ACTIVITY —
Beginning with the line below that contains "positive clicks: (492, 203)" and ending with the line that contains "rough mask: <svg", copy every line exactly. Copy nothing else.

[Saved data entries]
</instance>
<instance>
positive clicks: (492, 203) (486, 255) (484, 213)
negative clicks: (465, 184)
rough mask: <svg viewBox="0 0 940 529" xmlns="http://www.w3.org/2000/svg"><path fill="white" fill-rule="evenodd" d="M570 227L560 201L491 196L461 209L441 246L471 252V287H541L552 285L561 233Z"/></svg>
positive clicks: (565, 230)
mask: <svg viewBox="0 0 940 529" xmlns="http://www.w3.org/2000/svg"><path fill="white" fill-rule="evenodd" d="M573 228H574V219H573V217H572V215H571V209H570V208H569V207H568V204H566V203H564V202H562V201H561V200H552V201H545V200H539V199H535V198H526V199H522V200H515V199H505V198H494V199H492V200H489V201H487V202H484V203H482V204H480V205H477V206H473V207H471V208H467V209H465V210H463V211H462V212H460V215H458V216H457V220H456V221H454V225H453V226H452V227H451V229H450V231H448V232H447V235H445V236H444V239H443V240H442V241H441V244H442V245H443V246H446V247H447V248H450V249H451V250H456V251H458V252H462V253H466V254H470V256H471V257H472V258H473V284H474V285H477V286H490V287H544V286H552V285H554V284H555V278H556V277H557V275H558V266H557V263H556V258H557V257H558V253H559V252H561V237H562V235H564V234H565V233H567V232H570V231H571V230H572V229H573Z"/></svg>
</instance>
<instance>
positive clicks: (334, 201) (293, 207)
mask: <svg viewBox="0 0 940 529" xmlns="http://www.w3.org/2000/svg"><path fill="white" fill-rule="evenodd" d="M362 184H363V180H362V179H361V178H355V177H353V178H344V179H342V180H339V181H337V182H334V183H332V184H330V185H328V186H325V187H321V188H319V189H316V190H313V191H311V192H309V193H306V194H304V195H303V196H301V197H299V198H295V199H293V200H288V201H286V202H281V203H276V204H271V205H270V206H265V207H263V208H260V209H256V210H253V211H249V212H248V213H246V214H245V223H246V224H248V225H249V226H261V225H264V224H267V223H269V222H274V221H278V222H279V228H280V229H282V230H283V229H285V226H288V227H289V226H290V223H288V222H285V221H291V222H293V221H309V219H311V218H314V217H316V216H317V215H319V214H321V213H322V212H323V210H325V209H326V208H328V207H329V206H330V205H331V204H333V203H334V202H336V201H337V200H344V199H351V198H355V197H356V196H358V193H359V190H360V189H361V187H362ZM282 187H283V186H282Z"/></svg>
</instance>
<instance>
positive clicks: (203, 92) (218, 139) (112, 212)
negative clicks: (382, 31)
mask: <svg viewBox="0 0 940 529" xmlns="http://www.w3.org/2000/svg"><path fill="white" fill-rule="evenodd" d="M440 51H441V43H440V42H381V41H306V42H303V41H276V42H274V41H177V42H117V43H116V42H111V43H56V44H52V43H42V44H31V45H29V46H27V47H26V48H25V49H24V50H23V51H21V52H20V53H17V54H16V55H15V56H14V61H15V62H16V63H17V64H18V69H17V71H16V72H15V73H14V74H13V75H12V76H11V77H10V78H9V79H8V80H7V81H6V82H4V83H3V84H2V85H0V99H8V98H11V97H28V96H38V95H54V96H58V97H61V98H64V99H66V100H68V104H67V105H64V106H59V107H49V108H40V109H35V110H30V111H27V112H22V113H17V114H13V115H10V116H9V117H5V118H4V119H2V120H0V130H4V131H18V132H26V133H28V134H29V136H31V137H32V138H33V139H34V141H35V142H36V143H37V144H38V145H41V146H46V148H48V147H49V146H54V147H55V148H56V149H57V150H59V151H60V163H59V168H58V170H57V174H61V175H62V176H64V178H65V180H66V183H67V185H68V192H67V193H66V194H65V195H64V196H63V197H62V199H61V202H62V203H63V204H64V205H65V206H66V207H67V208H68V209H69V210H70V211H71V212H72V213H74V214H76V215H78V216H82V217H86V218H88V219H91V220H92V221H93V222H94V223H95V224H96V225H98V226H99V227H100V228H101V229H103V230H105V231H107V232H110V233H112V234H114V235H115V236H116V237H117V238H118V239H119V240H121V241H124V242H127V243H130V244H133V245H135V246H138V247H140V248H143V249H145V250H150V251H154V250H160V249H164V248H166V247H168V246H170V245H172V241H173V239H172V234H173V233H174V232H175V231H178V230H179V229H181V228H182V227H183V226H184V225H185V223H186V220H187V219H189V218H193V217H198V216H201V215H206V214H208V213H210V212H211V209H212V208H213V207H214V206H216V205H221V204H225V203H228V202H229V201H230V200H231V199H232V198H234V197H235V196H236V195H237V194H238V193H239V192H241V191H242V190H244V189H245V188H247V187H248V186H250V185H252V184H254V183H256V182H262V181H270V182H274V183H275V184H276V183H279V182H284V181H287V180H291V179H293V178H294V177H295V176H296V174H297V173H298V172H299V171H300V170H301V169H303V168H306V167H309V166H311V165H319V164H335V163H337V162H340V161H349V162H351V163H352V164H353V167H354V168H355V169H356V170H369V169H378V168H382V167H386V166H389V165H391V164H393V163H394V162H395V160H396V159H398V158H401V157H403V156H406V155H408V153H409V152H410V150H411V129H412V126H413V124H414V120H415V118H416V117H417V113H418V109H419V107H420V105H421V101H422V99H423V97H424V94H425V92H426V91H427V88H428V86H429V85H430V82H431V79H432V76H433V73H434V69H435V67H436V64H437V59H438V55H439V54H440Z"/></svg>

PROBLEM SOLUTION —
positive clicks: (492, 203) (486, 255) (484, 213)
negative clicks: (465, 184)
rough mask: <svg viewBox="0 0 940 529" xmlns="http://www.w3.org/2000/svg"><path fill="white" fill-rule="evenodd" d="M570 227L560 201L491 196L461 209L441 246L471 252V287H541L552 285L561 233Z"/></svg>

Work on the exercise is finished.